# Requirement
Recast the lines below as a Markdown table with two columns, Row and Line, giving each line a row number and skipping any blank lines. Leave the pictures out of the table.

# Data for this task

— START —

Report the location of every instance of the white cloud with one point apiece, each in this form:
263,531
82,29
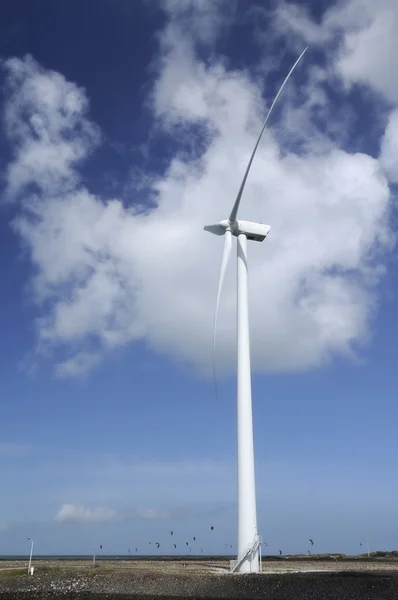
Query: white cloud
101,270
365,32
83,514
389,148
44,117
151,513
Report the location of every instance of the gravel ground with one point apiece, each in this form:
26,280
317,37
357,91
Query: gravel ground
353,581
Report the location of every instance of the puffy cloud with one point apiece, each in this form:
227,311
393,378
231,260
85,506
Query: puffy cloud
364,32
83,514
389,148
44,117
101,269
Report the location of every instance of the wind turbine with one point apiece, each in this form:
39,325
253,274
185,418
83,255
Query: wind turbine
249,542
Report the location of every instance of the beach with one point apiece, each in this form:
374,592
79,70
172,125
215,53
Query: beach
210,580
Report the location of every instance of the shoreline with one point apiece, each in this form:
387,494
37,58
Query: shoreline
156,581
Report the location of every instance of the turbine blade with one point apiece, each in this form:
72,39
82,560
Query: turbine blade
224,263
235,208
216,229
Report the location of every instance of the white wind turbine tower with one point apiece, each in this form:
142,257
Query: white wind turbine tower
249,542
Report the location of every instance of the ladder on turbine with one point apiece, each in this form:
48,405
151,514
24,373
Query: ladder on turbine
249,549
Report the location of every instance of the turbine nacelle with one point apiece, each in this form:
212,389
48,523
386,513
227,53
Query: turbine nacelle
256,232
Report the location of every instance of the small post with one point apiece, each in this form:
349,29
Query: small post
31,552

— END —

# Response to the task
| Row | Line |
|---|---|
| 1 | Report the location of every instance of the white cloud with one point apiece, each in this form: |
| 2 | 263,531 |
| 3 | 82,29 |
| 4 | Query: white cloud |
| 5 | 101,270 |
| 6 | 365,32 |
| 7 | 83,514 |
| 8 | 389,148 |
| 9 | 44,117 |
| 10 | 151,513 |
| 11 | Report the location of every instance of the gravel ground with one point apiece, each in this form: |
| 12 | 26,280 |
| 13 | 317,37 |
| 14 | 357,91 |
| 15 | Query: gravel ground |
| 16 | 353,581 |
| 17 | Report the location of every instance of the puffy cloud with one point apiece, each in this form: |
| 18 | 227,311 |
| 19 | 393,378 |
| 20 | 231,260 |
| 21 | 85,506 |
| 22 | Query: puffy cloud |
| 23 | 364,32 |
| 24 | 83,514 |
| 25 | 389,148 |
| 26 | 44,117 |
| 27 | 101,269 |
| 28 | Report the location of every instance of the wind turbine with one point apiece, each in this form: |
| 29 | 39,325 |
| 30 | 253,274 |
| 31 | 185,418 |
| 32 | 83,255 |
| 33 | Query: wind turbine |
| 34 | 249,542 |
| 35 | Report the location of every instance of the beach with one point apiece, each in this form: |
| 36 | 374,592 |
| 37 | 79,70 |
| 38 | 172,125 |
| 39 | 215,53 |
| 40 | Query: beach |
| 41 | 210,580 |
| 42 | Report the location of every instance of the shoreline with one point apiece, each in this form: |
| 43 | 387,494 |
| 44 | 37,58 |
| 45 | Query: shoreline |
| 46 | 156,581 |
| 47 | Report the location of every instance of the turbine blade with one point apiece, each in this form: |
| 48 | 72,39 |
| 49 | 82,560 |
| 50 | Query: turbine blade |
| 51 | 224,263 |
| 52 | 235,208 |
| 53 | 216,229 |
| 54 | Report the location of every instance of the white wind turbine tower with one point apiece, each in this form: |
| 55 | 142,257 |
| 56 | Query: white wind turbine tower |
| 57 | 249,542 |
| 58 | Report the location of every instance of the ladder on turbine with one point apiece, each in this form: |
| 59 | 48,405 |
| 60 | 151,514 |
| 61 | 24,373 |
| 62 | Query: ladder on turbine |
| 63 | 249,549 |
| 64 | Report the location of every instance of the turbine nacelle with one point apiece, each in this form: |
| 65 | 212,389 |
| 66 | 48,523 |
| 67 | 386,513 |
| 68 | 227,53 |
| 69 | Query: turbine nacelle |
| 70 | 256,232 |
| 71 | Report the location of every instance of the small post with one point apiece, each in this form: |
| 72 | 349,29 |
| 73 | Query: small post |
| 74 | 31,552 |